:: Exercise prompt ::
Copy the rows from the start through the line containing "point(200, 39)", inclusive, and switch each "grassy slope" to "grassy hillside" with nothing else changed. Give only those rows.

:: Entries shown ::
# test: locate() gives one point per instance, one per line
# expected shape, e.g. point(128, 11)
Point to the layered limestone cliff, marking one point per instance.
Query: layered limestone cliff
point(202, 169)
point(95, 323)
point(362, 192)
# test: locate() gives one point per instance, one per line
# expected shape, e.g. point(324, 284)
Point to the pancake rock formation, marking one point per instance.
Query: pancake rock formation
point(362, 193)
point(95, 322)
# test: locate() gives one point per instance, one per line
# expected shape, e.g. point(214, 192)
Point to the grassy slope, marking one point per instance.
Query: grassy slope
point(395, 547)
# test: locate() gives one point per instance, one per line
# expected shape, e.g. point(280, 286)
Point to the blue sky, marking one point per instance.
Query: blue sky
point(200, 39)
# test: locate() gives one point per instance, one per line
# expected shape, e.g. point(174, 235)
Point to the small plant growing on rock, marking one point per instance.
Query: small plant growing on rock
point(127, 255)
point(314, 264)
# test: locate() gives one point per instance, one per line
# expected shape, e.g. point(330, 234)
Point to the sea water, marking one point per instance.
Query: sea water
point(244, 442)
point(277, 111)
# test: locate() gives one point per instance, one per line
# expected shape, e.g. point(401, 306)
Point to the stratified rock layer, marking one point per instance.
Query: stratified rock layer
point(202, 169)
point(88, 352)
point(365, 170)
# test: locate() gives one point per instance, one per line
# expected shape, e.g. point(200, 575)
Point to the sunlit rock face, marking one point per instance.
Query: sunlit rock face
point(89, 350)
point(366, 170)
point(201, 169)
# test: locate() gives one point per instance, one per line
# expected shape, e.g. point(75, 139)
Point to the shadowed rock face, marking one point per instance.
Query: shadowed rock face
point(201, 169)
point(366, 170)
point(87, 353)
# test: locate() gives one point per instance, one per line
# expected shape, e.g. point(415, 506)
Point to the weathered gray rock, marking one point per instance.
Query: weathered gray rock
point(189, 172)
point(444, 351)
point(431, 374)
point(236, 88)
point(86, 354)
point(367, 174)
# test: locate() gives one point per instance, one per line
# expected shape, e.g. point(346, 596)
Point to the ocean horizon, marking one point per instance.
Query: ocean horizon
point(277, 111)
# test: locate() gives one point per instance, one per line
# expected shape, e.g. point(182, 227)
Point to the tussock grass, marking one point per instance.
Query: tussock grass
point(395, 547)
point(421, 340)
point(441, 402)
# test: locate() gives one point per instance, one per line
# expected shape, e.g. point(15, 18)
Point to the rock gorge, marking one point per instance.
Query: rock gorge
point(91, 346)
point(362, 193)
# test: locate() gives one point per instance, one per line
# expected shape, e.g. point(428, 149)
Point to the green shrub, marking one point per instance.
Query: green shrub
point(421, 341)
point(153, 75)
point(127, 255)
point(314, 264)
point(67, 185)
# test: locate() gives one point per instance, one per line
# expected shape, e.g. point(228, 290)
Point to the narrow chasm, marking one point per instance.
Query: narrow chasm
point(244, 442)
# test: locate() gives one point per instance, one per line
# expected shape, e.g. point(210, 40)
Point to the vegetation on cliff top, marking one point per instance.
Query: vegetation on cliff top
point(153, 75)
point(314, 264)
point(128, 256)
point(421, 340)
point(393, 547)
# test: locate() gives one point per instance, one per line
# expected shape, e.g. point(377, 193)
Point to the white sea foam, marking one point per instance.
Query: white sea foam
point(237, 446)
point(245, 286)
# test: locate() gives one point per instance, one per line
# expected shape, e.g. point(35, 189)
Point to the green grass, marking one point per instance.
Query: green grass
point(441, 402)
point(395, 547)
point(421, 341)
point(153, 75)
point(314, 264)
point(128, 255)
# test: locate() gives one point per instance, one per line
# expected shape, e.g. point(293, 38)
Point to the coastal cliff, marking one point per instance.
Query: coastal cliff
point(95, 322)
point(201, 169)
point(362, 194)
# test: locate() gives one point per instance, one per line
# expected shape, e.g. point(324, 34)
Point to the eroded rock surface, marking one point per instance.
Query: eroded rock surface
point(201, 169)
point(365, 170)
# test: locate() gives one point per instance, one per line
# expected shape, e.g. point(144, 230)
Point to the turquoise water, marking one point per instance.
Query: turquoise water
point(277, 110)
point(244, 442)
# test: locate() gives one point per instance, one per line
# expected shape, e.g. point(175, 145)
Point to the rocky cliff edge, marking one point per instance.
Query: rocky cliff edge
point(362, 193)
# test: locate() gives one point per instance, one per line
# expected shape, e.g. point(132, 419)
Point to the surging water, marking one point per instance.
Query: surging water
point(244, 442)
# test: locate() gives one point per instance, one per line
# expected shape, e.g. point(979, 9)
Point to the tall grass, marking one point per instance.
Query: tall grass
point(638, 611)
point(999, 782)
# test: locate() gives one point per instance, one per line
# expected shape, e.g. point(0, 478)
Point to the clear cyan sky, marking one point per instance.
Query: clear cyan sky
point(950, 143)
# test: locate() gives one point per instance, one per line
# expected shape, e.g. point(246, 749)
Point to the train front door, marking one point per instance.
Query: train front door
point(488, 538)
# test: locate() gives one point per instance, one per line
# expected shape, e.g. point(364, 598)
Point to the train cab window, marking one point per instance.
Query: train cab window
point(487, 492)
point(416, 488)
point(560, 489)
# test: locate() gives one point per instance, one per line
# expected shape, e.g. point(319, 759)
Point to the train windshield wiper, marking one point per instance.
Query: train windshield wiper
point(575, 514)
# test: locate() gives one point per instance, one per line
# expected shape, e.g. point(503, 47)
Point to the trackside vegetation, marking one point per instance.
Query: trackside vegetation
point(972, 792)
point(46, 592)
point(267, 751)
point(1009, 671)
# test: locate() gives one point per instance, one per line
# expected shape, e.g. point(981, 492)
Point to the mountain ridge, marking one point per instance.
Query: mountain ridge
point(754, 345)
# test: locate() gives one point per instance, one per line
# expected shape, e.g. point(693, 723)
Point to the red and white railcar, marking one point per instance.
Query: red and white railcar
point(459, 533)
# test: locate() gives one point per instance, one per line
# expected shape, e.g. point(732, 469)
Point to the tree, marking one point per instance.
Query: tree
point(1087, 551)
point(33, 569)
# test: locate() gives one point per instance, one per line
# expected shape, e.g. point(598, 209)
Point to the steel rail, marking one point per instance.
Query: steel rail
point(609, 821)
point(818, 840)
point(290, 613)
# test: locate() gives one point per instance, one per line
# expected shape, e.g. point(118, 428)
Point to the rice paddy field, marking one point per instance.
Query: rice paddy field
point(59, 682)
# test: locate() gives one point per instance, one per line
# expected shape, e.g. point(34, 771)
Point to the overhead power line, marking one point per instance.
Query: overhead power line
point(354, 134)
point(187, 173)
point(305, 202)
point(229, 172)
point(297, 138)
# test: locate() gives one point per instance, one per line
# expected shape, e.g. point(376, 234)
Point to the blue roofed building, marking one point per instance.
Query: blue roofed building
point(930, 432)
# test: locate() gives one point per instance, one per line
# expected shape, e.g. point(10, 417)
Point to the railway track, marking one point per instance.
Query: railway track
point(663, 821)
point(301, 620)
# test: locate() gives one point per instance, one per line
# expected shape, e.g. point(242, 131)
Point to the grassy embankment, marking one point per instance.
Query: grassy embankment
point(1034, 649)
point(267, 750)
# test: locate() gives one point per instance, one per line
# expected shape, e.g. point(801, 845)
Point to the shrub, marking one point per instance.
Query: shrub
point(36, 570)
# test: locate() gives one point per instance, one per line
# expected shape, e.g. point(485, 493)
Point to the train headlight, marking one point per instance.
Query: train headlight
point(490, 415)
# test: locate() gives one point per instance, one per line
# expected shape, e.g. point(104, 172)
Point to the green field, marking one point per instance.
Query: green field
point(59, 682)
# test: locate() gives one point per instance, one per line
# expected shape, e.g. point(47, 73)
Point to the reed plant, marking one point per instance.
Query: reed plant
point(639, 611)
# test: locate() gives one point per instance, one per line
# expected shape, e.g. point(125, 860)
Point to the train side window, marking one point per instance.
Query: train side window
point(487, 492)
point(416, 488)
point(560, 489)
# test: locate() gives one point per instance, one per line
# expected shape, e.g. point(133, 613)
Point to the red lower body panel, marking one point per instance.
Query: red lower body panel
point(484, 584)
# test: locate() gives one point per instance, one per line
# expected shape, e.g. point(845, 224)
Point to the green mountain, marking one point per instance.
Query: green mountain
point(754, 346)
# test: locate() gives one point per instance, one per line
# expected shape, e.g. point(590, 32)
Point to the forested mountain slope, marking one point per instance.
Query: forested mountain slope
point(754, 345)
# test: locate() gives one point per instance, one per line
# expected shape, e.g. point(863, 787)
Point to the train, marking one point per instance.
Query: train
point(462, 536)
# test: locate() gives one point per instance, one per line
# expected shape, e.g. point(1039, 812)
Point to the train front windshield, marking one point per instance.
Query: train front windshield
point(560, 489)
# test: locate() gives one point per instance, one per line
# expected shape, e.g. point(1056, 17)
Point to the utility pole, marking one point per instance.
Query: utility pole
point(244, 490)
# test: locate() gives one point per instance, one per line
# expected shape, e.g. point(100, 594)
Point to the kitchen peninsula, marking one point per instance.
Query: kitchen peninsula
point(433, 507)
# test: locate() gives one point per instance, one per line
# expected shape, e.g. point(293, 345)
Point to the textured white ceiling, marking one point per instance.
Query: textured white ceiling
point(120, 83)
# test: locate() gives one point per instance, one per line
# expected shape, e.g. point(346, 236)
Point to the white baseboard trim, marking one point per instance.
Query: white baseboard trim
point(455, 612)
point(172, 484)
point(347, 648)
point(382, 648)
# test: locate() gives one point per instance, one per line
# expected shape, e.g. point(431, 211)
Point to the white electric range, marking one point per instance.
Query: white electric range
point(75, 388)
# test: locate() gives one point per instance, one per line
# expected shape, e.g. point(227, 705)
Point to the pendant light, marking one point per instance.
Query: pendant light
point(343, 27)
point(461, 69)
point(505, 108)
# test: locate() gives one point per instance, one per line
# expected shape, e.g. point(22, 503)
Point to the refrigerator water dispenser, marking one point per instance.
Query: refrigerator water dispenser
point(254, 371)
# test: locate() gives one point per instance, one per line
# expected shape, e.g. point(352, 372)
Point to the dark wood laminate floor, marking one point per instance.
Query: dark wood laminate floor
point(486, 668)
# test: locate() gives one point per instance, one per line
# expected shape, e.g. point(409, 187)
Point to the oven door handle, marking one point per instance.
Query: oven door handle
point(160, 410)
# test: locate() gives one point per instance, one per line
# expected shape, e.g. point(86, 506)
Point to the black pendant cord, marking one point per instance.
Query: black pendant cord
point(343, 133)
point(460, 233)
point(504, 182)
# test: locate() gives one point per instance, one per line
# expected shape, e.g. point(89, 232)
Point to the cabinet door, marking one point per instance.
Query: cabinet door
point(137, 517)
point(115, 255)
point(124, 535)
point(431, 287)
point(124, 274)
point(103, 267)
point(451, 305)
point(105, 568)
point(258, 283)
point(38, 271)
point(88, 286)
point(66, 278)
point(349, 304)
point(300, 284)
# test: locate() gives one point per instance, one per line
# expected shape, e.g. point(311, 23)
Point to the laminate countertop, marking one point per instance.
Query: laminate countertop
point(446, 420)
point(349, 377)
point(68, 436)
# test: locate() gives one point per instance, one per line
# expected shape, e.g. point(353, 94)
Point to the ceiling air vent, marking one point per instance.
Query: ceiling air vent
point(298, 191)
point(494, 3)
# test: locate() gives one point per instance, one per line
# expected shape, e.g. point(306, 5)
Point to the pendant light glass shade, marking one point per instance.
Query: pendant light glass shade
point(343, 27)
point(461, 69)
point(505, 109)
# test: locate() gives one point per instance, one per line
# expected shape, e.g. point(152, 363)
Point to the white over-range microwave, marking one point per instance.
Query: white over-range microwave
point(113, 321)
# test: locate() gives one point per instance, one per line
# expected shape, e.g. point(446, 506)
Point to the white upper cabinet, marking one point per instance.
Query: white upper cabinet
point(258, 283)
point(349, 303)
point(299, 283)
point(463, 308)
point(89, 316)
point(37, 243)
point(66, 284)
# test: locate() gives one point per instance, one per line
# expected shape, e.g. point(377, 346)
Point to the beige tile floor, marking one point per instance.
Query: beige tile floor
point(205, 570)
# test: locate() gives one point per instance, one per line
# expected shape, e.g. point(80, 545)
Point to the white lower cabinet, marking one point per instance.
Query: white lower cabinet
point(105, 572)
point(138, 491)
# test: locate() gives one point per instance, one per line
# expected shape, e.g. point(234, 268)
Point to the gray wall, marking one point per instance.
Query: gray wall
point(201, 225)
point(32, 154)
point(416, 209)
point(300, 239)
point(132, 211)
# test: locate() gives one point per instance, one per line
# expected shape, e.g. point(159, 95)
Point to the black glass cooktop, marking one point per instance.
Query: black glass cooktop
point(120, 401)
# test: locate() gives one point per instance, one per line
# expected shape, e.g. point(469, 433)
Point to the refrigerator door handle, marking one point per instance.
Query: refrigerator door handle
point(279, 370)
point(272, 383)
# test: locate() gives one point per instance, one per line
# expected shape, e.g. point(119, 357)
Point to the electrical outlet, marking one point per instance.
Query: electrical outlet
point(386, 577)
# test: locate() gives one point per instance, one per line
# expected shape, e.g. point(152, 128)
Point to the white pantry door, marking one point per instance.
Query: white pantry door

:: Response for this exercise ::
# test: locate() gives one point per instance, one per line
# expected shape, e.g. point(128, 11)
Point to the layered limestone cliff, marking one point per instance.
Query: layered limestone cliff
point(202, 169)
point(95, 323)
point(362, 192)
# test: locate() gives one point per instance, one per line
# expected shape, e.g. point(324, 284)
Point to the pancake rock formation, marking one point per instance.
Query: pancake rock formation
point(362, 193)
point(95, 322)
# test: locate() gives one point per instance, one per line
# expected shape, e.g. point(214, 192)
Point to the grassy hillside, marking one point per instance.
Query: grassy hillside
point(395, 547)
# test: locate() gives one point per instance, one per line
# expected shape, e.g. point(280, 286)
Point to the blue sky, marking one point per instance.
Query: blue sky
point(200, 39)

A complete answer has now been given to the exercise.